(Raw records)
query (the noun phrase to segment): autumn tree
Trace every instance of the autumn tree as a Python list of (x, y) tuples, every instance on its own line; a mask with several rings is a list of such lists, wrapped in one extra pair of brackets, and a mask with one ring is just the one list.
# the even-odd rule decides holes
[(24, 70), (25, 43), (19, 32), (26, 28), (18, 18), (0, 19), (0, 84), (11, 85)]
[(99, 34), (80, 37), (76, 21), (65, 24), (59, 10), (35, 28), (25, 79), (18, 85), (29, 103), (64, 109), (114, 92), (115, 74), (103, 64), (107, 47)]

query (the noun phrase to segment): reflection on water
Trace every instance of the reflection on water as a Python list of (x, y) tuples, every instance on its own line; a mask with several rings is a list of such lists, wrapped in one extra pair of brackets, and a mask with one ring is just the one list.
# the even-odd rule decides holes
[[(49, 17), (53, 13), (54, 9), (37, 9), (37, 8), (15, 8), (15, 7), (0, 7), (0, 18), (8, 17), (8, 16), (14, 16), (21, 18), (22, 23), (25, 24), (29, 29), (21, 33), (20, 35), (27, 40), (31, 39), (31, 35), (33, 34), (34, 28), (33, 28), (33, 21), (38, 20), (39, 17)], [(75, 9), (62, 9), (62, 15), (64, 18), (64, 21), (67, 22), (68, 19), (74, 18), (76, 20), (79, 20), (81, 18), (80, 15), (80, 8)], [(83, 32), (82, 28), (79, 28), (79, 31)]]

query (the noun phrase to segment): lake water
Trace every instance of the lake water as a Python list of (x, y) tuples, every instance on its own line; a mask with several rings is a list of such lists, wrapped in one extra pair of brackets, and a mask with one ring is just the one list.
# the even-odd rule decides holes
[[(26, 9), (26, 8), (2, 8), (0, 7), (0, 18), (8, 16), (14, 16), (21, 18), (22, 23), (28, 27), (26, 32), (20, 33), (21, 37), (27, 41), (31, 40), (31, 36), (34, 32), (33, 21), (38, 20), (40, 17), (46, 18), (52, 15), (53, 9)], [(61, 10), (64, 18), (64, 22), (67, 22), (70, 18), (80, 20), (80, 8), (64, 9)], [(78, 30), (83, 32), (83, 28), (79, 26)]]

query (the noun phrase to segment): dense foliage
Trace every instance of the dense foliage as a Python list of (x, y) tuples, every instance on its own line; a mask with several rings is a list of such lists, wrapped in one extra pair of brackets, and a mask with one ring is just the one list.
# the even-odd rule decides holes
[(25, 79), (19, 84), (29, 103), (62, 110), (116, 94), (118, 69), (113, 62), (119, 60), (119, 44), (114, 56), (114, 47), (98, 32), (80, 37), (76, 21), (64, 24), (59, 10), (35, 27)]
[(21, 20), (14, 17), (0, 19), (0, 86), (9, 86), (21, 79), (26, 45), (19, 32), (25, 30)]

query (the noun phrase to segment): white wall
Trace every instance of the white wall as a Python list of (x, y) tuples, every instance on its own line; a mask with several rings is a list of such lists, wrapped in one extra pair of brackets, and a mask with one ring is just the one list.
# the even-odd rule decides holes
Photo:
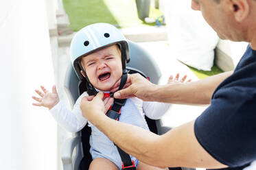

| Exercise description |
Format the non-blank lines of the items above as a Markdown table with the columns Row and Line, numbering each line and covering every item. Omit the pictures from the table.

| Complete output |
| Row | Line |
|---|---|
| 1 | query (the noun phrase to segment): autumn tree |
| 2 | Trace every instance of the autumn tree as a Python list of (x, y) tuples, every instance on its own line; a mask with several rings is a list of such lists, wrapped in one extra pair of brackets, and a mask with one ring is just the one list. |
| 3 | # the even-odd rule decides holes |
| 4 | [(24, 70), (25, 43), (19, 32), (26, 28), (18, 18), (0, 19), (0, 84), (11, 85)] |
| 5 | [(99, 34), (80, 37), (76, 21), (65, 24), (59, 10), (35, 28), (25, 79), (18, 85), (29, 103), (64, 109), (114, 92), (115, 74), (103, 64), (107, 47)] |
| 6 | query (the noun phrase to segment): reflection on water |
| 7 | Trace every instance of the reflection on water as a Python list of (x, y) tuples, every instance on its own line; a mask with several rings is a list of such lists, wrapped in one extra pair of brackets, and a mask with one ring is just the one list. |
| 8 | # the even-odd rule decides holes |
| 9 | [[(49, 17), (53, 13), (54, 9), (37, 9), (37, 8), (15, 8), (15, 7), (0, 7), (0, 18), (8, 17), (8, 16), (14, 16), (21, 18), (22, 23), (25, 24), (29, 29), (21, 33), (20, 35), (27, 40), (31, 39), (31, 35), (33, 34), (34, 28), (33, 28), (33, 21), (38, 20), (39, 17)], [(75, 9), (62, 9), (62, 15), (64, 18), (64, 21), (67, 22), (68, 19), (74, 18), (76, 20), (79, 20), (81, 18), (80, 15), (80, 8)], [(83, 32), (82, 28), (79, 28), (79, 31)]] |
| 10 | query (the noun phrase to segment): lake water |
| 11 | Trace every instance of the lake water as a Python list of (x, y) tuples, every instance on its own line; a mask with several rings is a list of such lists, wrapped in one extra pair of brackets, and a mask with one ring is just the one list. |
| 12 | # the even-odd rule decides holes |
| 13 | [[(26, 9), (26, 8), (2, 8), (0, 7), (0, 18), (8, 16), (14, 16), (21, 18), (22, 23), (28, 27), (26, 32), (20, 33), (21, 37), (27, 41), (31, 40), (31, 36), (34, 32), (33, 21), (38, 20), (40, 17), (46, 18), (52, 15), (53, 9)], [(61, 10), (64, 18), (64, 22), (67, 22), (70, 18), (80, 20), (80, 8), (64, 9)], [(78, 30), (83, 32), (83, 28), (79, 26)]] |
| 14 | query (the noun phrase to segment): dense foliage |
| 15 | Trace every instance of the dense foliage as a Python list of (x, y) tuples, every instance on its own line; a mask with several rings is a list of such lists, wrapped in one extra pair of brackets, and a mask with one ring is just the one list. |
| 16 | # the even-odd rule decides holes |
| 17 | [(25, 79), (19, 84), (29, 103), (62, 110), (116, 94), (118, 69), (113, 62), (119, 60), (119, 44), (114, 56), (114, 47), (98, 32), (80, 37), (76, 21), (64, 24), (59, 10), (35, 27)] |
| 18 | [(21, 20), (14, 17), (0, 19), (0, 86), (9, 86), (21, 79), (26, 45), (19, 32), (25, 30)] |
| 19 | query (the noun phrase to segment): white wall |
| 20 | Trace every instance of the white wall as a Python list of (x, y) tuples, every instance on its own line; a mask with several rings is a list of such lists, wrapped in one extra pair of brackets, and a mask with one ring is just the one list. |
| 21 | # the even-odd rule decides holes |
| 22 | Photo: |